**Referring expression pointing data:**
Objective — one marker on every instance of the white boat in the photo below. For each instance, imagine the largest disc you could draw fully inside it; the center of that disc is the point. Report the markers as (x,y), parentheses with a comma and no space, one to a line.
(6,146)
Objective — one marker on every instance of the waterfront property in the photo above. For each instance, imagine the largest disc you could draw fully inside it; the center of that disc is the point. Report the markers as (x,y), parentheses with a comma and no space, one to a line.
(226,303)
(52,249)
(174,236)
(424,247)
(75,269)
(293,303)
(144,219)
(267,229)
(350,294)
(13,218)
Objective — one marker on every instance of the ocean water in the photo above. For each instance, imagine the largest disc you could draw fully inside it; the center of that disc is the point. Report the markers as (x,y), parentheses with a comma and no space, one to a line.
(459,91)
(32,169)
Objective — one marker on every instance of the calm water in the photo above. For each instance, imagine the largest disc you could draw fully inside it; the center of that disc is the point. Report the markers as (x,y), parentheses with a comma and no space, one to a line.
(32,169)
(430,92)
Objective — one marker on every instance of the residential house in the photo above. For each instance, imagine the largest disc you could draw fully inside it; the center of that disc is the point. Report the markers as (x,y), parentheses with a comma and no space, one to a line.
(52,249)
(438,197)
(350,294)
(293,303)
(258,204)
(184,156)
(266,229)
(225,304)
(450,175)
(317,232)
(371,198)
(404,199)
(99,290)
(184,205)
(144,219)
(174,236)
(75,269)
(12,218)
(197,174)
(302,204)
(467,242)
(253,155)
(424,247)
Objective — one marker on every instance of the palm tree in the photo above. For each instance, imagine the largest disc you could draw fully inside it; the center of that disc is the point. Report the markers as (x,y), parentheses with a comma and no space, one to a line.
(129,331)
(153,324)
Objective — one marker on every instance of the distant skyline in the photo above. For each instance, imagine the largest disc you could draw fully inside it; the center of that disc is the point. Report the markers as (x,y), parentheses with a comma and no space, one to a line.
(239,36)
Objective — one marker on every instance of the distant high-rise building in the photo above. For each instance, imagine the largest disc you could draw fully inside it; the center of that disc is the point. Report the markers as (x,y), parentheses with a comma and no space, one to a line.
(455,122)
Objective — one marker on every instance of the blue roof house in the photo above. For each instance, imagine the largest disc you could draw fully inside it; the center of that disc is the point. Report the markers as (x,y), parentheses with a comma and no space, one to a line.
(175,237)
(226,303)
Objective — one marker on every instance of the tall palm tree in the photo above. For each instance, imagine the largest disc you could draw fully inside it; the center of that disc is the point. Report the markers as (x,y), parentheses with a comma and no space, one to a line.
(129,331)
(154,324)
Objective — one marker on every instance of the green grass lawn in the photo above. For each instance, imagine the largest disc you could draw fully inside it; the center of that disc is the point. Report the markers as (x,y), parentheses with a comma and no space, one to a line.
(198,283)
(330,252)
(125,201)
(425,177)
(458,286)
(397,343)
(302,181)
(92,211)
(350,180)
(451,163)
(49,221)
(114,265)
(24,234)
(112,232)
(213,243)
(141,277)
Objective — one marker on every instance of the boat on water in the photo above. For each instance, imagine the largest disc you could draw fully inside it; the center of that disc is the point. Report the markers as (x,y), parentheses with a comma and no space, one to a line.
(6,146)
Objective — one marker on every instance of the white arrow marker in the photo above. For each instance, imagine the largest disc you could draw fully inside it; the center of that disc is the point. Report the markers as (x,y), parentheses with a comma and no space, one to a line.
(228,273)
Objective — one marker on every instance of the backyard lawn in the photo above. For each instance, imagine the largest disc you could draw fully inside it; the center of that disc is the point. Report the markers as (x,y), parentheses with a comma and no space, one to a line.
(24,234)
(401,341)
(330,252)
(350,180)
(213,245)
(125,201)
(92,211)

**Task item:**
Reproduce exactly the lines from the one containing "Objective — one marker on every instance of the backyard" through the last line of the records above, including both, and nothing else.

**Task solution:**
Objective — one marker on every instance of the backyard lawn in the photo above. For each instance, imagine the largest disc you could draw fully inside it; the center of that disc is the point. Report the markers as (x,y), parentheses with a comma and no space, one to a line.
(24,234)
(401,341)
(330,252)
(350,180)
(213,245)
(125,201)
(92,211)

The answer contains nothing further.